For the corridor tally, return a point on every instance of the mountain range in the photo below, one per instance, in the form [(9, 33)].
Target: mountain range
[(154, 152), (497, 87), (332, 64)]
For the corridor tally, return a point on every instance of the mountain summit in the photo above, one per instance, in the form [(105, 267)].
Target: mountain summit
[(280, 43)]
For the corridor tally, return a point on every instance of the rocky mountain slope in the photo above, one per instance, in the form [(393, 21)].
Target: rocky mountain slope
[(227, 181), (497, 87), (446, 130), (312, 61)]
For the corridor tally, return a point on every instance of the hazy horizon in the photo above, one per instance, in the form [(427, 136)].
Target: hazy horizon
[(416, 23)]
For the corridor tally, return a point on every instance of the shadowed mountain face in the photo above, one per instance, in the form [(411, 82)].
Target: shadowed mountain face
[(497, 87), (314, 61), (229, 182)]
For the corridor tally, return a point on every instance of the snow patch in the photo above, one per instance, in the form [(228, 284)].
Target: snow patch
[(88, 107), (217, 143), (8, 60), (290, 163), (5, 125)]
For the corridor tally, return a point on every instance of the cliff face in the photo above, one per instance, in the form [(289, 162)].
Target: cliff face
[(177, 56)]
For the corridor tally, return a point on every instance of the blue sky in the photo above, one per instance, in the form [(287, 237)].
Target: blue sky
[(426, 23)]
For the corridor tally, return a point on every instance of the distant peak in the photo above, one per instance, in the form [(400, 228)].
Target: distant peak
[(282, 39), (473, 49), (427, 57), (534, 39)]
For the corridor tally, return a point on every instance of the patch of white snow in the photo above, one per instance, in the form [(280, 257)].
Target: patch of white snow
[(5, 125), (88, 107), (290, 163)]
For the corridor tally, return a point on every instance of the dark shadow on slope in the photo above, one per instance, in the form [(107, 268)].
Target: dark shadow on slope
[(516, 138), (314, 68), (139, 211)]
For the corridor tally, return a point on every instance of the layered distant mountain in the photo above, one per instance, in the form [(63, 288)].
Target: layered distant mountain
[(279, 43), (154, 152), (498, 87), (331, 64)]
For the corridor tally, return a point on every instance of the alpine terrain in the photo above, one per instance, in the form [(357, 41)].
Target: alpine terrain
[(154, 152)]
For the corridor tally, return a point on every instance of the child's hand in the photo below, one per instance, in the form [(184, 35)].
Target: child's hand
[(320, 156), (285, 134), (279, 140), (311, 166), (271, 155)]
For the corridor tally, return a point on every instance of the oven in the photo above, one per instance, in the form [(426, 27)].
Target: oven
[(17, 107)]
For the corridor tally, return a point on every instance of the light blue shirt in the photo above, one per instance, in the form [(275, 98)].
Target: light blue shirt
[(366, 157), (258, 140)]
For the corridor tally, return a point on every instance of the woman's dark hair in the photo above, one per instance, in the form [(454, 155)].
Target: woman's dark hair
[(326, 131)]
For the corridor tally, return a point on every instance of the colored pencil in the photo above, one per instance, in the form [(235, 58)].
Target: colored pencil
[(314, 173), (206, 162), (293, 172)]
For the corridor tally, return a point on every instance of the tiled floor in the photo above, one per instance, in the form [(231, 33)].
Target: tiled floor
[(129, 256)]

※ ※ ※

▶ **Requirements**
Copy out every line of the material above, character for character, with nothing added or left out.

▶ **Exercise answer**
For the corridor tally, return a point on every instance of the mountain range in the photo below, one per instance, in the form [(9, 33)].
Target: mountain range
[(154, 152), (497, 87), (332, 64)]
For the corridor tally, return a point on every instance of the mountain summit in the photo above, one per instance, in the form [(105, 267)].
Target: mountain summit
[(280, 43)]
For the corridor tally, return a point on every instance of the rocky mountain slope in the photo above, one per instance, in the form [(393, 21)].
Target: rocky mountain slope
[(227, 181), (497, 87), (446, 130), (312, 61)]
For the corridor tally, return a point on every instance of the hazy horizon in the photo above, one per instance, in the form [(427, 136)].
Target: hazy horizon
[(416, 23)]
For the corridor tally, return a point on every instance of the shadowed mountain face in the photo above, one per instance, in the form [(411, 82)].
Target: shadowed mountain face
[(497, 87), (314, 61), (229, 182)]
For the corridor tally, return a point on every instance of the snow patch in the photo above, one per instance, in the form [(228, 284)].
Target: snow patch
[(88, 107), (217, 143), (8, 60), (290, 163), (5, 125)]
For the corridor tally, return a point on every instance of the cliff face in the photo above, one per instance, in the form [(289, 162)].
Target: cliff face
[(177, 56)]
For the corridor tally, return a point on every instance of the blue sky in the photo above, one per instance, in the form [(287, 237)].
Target: blue sky
[(426, 23)]
For the corridor tally, return a point on every instance of the distant peak in the photo above, one per instance, in the form [(400, 228)].
Target: distant peak
[(282, 39), (473, 49), (427, 57), (534, 39)]
For the corridor tally, return a point on every instance of the patch of white snow in the photo above, one per instance, in the form [(280, 257)].
Target: patch of white snow
[(5, 125), (88, 107), (290, 163)]
For the corridor tally, return a point on every instance of the dark shadow on slope in the photo above, one per instance, in the form [(107, 268)].
Target: dark shadow on slope
[(516, 138), (314, 68), (139, 211)]
For the corridor tally, return a point on every instance of the layered distant mountain in the photo above, one per instance, in the form [(63, 288)].
Target: layered distant mountain
[(279, 43), (154, 152), (498, 87), (331, 64)]
For the corridor tally, return a point on every instance of the alpine terrain in the photo above, one per instance, in the form [(357, 41)].
Target: alpine terrain
[(154, 152)]
For the corridor tally, return a point on every instance of the child's hand in the photo below, one per instance, in the form [(184, 35)].
Target: child's hand
[(320, 156), (285, 134), (279, 140), (311, 166), (271, 155)]
For the corridor tally, return a point on every instance of the oven in the photo above, one per instance, in the form [(426, 27)].
Target: oven
[(17, 107)]
For the corridor tally, return a point on every instance of the light blue shirt in the photo above, one per instance, in the form [(275, 98)].
Target: light blue shirt
[(366, 157), (258, 140)]
For the corridor tally, return a point on every instance of the woman's dark hair in the photo above, one per instance, in the form [(454, 155)].
Target: woman's dark hair
[(326, 131)]
For the corridor tally, return a point on every instance of the colored pencil in the photo above, one per instance, in the form [(235, 58)].
Target: colored pencil
[(314, 173), (206, 162), (293, 172)]
For the corridor tally, return a point on every instance of the tiled floor in the photo above, one per instance, in the form [(231, 33)].
Target: tiled floor
[(129, 256)]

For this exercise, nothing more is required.